-- START OF Source --

So my answer is while powerful, the preprocessor harms readability and/or isn't the best way to deal with some problems. Newer languages tend to consider code maintenance very important, and for those reasons the preprocessor appears to be obsolete.
It's your language so you can build whatever capabilities you want into the language itself, without a need for a preprocessor. I don't think a preprocessor should be necessary, and it adds a layer of complexity and obscurity on top of a language. Most modern languages don't have preprocessors, and in C++ you only use it when you have no other choice.
By the way, I believe D handles conditional compilation without a preprocessor.
It depends on exactly what other features you offer. For example, if I have a const int N, do you offer for me to take N variables? Have N member variables, take an argument to construct all of them? Create N functions? Perform N operations that don't necessarily work in loops (for example, pass N arguments)? N template arguments? Conditional compilation? Constants that aren't integral?
The C preprocessor is so absurdly powerful in the proper hands, you'd need to make a seriously powerful language not to warrant one.
I would say that although you should avoid the pre-processor for most everything you normally do, it's still necessary.
For example, in C++, in order to write a unit-testing library like Catch, a pre-processor is absolutely necessary. They use it in two different ways: One for assertion expansion1, and one for nesting sections in test cases2.

-- END OF Source --

Update the preprocessor discussion starting with "It depends on" and going on through "that aren't integral?", changing "member variables" to "data members". The material after this point is separate from the preprocessor discussion.

-- START OF Dataset --

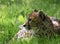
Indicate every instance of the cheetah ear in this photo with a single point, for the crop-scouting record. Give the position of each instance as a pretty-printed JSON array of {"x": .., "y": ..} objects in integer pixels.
[
  {"x": 42, "y": 15},
  {"x": 35, "y": 10}
]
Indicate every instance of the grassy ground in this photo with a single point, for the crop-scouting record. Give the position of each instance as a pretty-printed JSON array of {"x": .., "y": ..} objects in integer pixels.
[{"x": 14, "y": 13}]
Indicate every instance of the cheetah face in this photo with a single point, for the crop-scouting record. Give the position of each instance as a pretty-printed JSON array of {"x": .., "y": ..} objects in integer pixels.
[{"x": 35, "y": 19}]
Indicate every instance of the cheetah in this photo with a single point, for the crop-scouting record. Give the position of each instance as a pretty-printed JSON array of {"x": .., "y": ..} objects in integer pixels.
[{"x": 40, "y": 23}]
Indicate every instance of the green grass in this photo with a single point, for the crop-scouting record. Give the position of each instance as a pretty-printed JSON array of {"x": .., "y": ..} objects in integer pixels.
[{"x": 13, "y": 14}]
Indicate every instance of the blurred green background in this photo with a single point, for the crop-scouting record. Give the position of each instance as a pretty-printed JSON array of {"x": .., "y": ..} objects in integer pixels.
[{"x": 14, "y": 12}]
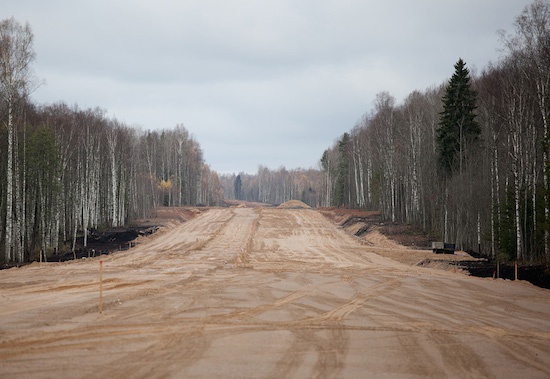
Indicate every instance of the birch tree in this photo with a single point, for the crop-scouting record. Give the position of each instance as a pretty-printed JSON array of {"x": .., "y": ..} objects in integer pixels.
[{"x": 16, "y": 80}]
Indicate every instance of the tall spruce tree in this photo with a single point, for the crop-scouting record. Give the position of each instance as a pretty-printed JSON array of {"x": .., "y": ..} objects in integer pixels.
[
  {"x": 458, "y": 128},
  {"x": 343, "y": 171},
  {"x": 238, "y": 188}
]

-- END OF Dataset --

:: Result of this exercise ::
It depends on exactly what other features you offer. For example, if I have a const int N, do you offer for me to take N variables? Have N data members, take an argument to construct all of them? Create N functions? Perform N operations that don't necessarily work in loops (for example, pass N arguments)? N template arguments? Conditional compilation? Constants that aren't integral?